[Dataset excerpt]
◇ ◇ ◇ ◇ ◇ ◇ ◇

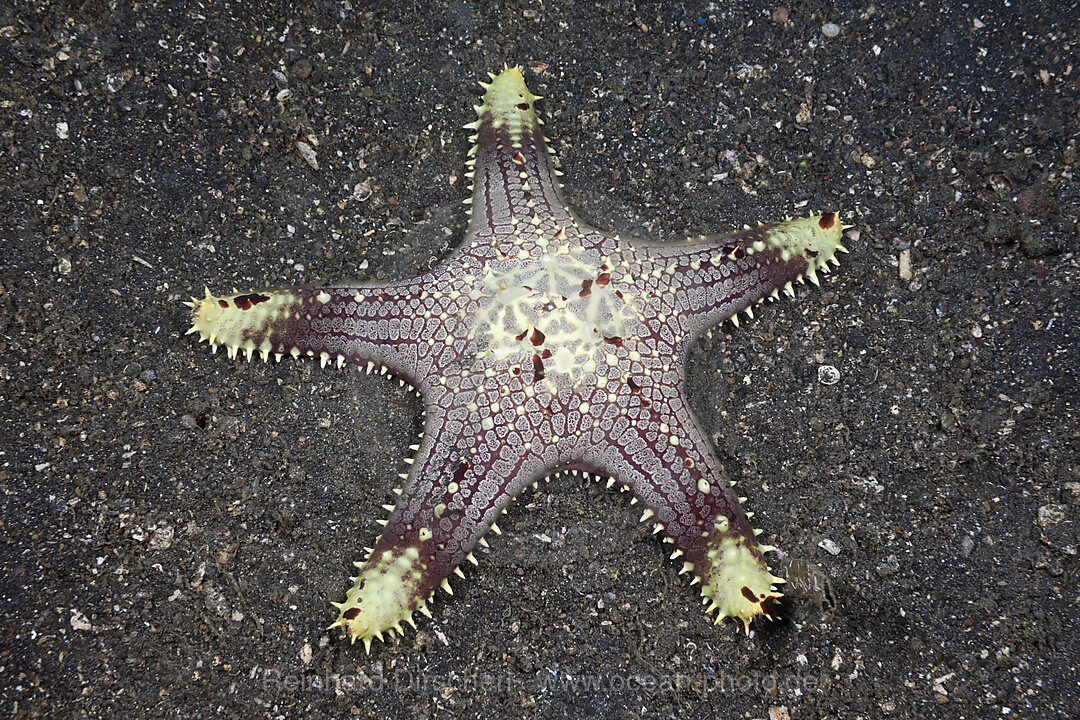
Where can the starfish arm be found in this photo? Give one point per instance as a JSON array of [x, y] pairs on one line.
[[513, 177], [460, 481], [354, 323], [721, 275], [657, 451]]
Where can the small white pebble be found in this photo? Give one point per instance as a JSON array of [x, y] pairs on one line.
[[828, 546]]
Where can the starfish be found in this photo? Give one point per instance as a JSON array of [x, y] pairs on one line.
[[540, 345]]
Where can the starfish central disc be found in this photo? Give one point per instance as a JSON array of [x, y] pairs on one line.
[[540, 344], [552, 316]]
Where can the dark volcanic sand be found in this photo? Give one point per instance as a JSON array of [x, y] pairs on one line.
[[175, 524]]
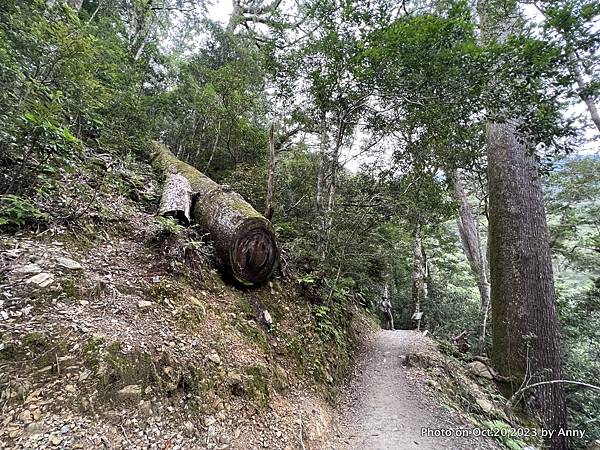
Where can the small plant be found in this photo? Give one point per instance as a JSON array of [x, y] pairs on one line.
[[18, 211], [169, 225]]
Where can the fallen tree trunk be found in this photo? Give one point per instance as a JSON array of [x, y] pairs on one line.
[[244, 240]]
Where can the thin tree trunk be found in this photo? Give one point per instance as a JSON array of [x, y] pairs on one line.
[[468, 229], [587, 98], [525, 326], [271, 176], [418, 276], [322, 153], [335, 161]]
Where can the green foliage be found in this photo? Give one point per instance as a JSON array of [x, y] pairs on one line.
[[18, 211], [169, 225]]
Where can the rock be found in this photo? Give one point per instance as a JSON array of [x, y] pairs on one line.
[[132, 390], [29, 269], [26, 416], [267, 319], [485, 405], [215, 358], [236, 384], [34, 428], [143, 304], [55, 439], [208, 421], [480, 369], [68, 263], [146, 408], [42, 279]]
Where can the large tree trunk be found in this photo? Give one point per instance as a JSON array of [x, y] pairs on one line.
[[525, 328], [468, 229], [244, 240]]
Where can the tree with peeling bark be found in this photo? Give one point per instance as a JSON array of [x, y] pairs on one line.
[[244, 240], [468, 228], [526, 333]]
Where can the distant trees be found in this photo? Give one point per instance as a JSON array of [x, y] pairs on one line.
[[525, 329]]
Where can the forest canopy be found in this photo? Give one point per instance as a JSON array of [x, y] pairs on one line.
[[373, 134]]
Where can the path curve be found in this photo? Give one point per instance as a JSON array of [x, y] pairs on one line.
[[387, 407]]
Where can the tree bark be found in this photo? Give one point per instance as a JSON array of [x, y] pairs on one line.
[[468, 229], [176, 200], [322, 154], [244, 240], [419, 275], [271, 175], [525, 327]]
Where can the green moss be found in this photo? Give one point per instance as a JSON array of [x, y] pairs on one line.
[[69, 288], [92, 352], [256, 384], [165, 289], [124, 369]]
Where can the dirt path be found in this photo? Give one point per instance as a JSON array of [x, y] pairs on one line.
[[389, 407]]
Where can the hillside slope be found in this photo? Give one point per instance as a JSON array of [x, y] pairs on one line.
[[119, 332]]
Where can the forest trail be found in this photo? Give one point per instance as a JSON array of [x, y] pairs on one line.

◇ ◇ ◇ ◇ ◇ ◇ ◇

• What to produce: Reproduce every line of the records above without any change, and omit the pictures.

• Task solution:
Where can the starfish arm be found in this photo? Give one point per instance as a JSON array of [x, y] pairs on one line.
[[513, 177], [460, 481], [354, 323], [721, 275], [657, 451]]
Where can the small white pebble be found in this photo? Give one point per instance as a JSON array of [x, y] pairs on one line.
[[828, 546]]
Where can the starfish be found in this photo? Give one point per instance as a JSON array of [x, y] pairs on one line.
[[540, 345]]
Where can the starfish central disc be found in this photo? Give one point per instance as a JSON array of [x, y] pairs on one line.
[[540, 344], [552, 316]]
Where can the dark volcanic sand be found in this photo? Give one point per instance as a JSON array of [x, y] pairs on one line.
[[175, 524]]
Where can the small plant be found in this photo? Give one point per instance as a JSON array of [x, y] pairs on one line.
[[18, 211], [169, 225]]
Where can the fallen tree trunk be found in this photo? Give one point per instance as a JSON array of [x, y] pairs on one line.
[[244, 240]]
Where can the thin tree trunk be found in this photo? Give one point per instance as a JSON array of [x, y] pairs on one line.
[[468, 229], [587, 98], [525, 326], [271, 176], [418, 276], [322, 153], [335, 161]]
Where can the green foliage be found in this photo? Give one point per instance as a JSON array of [x, y] pairs on one line.
[[18, 211], [169, 225]]
Where can the rock be found in this photo? Give one point per instance as a JSON array of [x, y] pairs on one line.
[[132, 390], [29, 269], [26, 416], [267, 319], [485, 405], [215, 358], [236, 384], [34, 428], [143, 304], [55, 439], [208, 421], [480, 369], [68, 263], [146, 408], [42, 279]]
Where can the large tree trunk be found in this photo? Give one point per instance as a JSON array of [x, y] pairs on one line.
[[525, 328], [468, 229], [244, 240]]
Where can the tree with peeling bark be found in this photo? Give one point per instance as a JSON array of [x, y] pairs on one line.
[[244, 240], [468, 228], [526, 333]]
Where can the distant trees be found in this photo? Give one point per instance as a JSON array of [x, y] pairs on one line.
[[525, 329]]
Where can the forest canopy be found in this photo? Give one point per instance as a JSON array of [x, y] pairs on one line.
[[373, 134]]
Where can the path curve be found in this photo? Give one point per instance as a JSON array of [x, y] pairs on one line.
[[387, 407]]
Where can the tree bark be found in this photo? Give one point per instance as a JSON array of [x, y] pairs on one line.
[[468, 229], [176, 200], [322, 154], [244, 240], [419, 275], [271, 175], [525, 327]]
Where can the green moss be found in this photo? Give one point per instance as a JSON array of [x, y] pairs on one line.
[[69, 288], [92, 352], [256, 384], [165, 289], [124, 369]]
Where can the dirt path be found in this photo? Give one point per instance as a JSON array of [x, y] pairs on one line.
[[389, 407]]
Where can the hillside slope be found in this photo? Give one point per instance as a JSON array of [x, y] pairs on one line.
[[119, 332]]
Where can the forest trail be found in this photo? Give one point per instance as a JSON array of [x, y] pairs on one line.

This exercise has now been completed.